→ **DESCRIPTION OF THE TASK**
Repeat the entries verbatim.

Records contained in a dataset

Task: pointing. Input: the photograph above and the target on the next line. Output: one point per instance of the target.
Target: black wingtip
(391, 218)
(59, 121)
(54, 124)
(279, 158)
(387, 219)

→ **ANSWER SECTION**
Task: pointing. Input: the photograph above and the target on the next line. Output: one point per instance of the target.
Target: black wingtip
(391, 218)
(59, 121)
(54, 124)
(279, 158)
(387, 219)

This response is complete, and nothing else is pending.